# Start of Source excerpt

Tirukkural remains one of the most widely translated non-religious works in the world. As of 2014, there were at least 57 versions available in the English language alone. English, thus, continues to remain the language with most number of translations available of the Kural text.

List of translations
Below is a list of English translations of the Tirukkural till date:

History of English translations

Following the translation of the Kural text into Latin by Constantius Joseph Beschi in 1730, Nathaniel Edward Kindersley attempted the first ever English translation of the Kural text in 1794, translating select couplets in verse. Francis Whyte Ellis attempted the second English translation, who translated only 120 of the 1330 couplets of the Kural text—69 in verse and 51 in prose. In 1840, William Henry Drew translated the first book of the Tirukkural in prose. In 1852, he partially completed the second book, too, in prose. Along with his own English prose translation, his publication contained the original Tamil text, the Tamil commentary by Parimelazhagar and Ramanuja Kavirayar's amplification of the commentary. He thus covered chapters 1 through 63, translating 630 couplets. John Lazarus, a native missionary, revised Drew's work and completed the remaining portion, beginning from Chapter 64 through Chapter 133. Thus, Drew and Lazarus together made the first complete prose translation of the Tirukkural available in English. Meanwhile, there were two more verse translations made in 1872 and 1873 by Charles E. Gover and Edward Jewitt Robinson, respectively. While Gover translated only select couplets, Robinson translated the first two books of the Kural text. The first complete verse translation in English and the first complete English translation by a single author was achieved in 1886 by George Uglow Pope, whose work brought the Tirukkural to a wider audience of the western world.

# End of Source excerpt
# Start of Dataset content

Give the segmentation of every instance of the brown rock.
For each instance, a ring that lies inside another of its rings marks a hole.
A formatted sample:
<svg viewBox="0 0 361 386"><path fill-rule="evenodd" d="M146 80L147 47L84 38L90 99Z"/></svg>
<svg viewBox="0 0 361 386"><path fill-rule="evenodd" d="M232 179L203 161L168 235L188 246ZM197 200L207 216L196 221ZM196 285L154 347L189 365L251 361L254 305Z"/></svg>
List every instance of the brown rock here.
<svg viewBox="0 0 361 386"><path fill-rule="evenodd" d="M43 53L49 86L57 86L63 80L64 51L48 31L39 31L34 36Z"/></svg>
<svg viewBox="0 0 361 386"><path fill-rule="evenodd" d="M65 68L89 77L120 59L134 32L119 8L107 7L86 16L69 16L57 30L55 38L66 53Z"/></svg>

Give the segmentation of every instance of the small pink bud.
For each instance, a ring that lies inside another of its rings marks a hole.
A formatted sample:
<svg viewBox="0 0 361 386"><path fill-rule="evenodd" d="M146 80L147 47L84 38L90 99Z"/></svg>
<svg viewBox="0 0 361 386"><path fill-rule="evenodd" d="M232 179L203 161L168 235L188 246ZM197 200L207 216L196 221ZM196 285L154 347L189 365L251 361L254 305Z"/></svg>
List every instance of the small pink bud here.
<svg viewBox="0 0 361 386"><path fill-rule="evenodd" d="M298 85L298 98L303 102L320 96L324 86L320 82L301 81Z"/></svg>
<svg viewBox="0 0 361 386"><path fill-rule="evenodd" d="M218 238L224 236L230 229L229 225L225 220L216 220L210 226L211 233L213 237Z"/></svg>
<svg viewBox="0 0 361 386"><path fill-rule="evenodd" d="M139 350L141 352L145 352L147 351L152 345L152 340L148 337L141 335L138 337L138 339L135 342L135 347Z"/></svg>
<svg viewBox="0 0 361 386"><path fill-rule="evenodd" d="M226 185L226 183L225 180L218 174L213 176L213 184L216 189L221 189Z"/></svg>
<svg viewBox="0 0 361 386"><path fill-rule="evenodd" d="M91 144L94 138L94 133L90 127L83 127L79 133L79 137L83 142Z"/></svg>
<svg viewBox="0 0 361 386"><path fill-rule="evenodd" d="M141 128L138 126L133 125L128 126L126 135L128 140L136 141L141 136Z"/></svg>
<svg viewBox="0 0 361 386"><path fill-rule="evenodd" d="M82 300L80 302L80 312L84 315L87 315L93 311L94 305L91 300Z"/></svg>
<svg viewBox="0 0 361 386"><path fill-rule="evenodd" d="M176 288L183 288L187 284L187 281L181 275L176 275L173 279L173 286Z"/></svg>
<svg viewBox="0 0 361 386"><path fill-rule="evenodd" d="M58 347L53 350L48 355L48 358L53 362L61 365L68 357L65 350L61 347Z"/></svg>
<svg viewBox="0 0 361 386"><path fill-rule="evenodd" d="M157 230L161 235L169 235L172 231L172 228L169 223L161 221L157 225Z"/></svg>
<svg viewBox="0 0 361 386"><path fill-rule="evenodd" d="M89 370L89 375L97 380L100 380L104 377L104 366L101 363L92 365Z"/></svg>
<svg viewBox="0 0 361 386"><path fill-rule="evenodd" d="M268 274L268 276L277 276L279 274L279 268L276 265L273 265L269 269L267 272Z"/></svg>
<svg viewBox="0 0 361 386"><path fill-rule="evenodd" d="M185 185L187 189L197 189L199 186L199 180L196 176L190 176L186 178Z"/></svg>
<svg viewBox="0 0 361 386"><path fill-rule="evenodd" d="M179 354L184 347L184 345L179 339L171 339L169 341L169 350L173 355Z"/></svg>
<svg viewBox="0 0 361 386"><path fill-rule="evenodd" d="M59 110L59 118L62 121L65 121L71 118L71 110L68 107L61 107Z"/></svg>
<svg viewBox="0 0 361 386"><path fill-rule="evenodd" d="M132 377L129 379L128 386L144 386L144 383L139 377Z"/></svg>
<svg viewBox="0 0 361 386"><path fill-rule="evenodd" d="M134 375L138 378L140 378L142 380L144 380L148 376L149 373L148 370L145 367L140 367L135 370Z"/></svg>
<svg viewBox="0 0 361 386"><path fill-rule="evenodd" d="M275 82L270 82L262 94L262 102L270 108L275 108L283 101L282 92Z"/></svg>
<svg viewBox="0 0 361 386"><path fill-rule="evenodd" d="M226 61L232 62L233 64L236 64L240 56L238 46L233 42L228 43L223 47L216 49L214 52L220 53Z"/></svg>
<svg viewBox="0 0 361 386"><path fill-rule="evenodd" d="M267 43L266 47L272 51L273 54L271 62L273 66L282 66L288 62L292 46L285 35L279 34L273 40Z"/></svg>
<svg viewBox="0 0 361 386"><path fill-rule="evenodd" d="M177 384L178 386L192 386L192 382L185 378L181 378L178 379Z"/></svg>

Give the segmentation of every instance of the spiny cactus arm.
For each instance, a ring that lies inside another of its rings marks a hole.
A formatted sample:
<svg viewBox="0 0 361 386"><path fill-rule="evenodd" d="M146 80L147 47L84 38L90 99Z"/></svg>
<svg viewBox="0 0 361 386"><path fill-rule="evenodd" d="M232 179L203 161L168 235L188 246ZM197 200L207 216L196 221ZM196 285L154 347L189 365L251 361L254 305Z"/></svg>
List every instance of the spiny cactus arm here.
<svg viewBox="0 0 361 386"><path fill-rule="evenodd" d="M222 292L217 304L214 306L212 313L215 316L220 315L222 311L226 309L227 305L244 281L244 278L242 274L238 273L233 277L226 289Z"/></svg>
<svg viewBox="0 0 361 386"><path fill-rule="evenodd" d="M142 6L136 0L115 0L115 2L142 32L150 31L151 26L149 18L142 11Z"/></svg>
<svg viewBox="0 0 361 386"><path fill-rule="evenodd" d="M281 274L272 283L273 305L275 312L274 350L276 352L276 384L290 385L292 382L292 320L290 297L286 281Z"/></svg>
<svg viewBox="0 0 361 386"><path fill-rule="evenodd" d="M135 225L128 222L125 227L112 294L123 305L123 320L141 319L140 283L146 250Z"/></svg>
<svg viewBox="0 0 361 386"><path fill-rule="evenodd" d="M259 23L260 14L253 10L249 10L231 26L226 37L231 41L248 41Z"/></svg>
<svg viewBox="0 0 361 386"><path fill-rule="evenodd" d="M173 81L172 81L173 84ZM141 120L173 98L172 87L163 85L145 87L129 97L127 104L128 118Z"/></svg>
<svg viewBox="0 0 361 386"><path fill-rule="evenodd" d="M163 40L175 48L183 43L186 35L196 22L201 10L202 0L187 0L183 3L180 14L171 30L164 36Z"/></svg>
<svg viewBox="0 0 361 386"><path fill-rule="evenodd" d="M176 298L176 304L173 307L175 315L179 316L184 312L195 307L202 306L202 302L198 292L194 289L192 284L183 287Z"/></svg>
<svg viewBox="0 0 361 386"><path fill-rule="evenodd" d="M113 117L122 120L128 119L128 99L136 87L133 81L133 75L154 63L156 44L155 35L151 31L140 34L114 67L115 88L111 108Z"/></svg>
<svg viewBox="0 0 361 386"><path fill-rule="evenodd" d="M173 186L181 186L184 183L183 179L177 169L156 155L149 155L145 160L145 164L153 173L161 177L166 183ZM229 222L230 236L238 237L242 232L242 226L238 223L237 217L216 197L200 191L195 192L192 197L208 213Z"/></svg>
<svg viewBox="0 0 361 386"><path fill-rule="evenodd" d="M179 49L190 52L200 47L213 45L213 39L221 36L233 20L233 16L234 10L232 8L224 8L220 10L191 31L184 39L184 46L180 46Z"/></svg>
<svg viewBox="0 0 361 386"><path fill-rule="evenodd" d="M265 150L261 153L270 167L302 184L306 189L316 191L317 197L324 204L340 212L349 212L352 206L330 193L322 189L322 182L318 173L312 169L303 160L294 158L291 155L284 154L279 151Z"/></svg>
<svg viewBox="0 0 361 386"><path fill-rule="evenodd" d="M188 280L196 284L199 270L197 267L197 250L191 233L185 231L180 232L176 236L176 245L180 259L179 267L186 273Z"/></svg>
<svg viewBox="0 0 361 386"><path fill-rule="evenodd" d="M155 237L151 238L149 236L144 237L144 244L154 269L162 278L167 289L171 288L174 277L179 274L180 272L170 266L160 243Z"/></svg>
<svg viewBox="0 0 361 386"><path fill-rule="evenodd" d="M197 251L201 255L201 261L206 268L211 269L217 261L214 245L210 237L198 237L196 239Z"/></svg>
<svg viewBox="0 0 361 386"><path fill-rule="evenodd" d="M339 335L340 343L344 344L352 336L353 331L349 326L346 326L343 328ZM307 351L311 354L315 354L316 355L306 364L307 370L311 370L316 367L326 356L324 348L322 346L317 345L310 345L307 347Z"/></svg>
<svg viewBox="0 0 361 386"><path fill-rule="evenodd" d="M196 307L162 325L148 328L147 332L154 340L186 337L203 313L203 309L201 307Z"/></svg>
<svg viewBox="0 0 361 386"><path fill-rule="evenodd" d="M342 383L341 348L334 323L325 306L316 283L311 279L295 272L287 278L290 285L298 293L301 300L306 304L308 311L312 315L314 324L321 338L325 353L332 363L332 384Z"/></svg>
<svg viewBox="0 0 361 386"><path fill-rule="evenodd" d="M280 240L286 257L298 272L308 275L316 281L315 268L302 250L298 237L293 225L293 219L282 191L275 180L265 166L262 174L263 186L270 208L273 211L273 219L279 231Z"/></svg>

# End of Dataset content

- **Written request 1**: Using the passage on English translations of the Tirukkural, name every person it credits with translating Kural couplets into English.
- **Written request 2**: Report how many lines of the records contain the string "cactus", matching case, and give only the number.
The passage and the records have no connection to each other.

- **Task response 1**: Nathaniel Edward Kindersley, Francis Whyte Ellis, William Henry Drew, John Lazarus, Charles E. Gover, Edward Jewitt Robinson, George Uglow Pope

- **Task response 2**: 2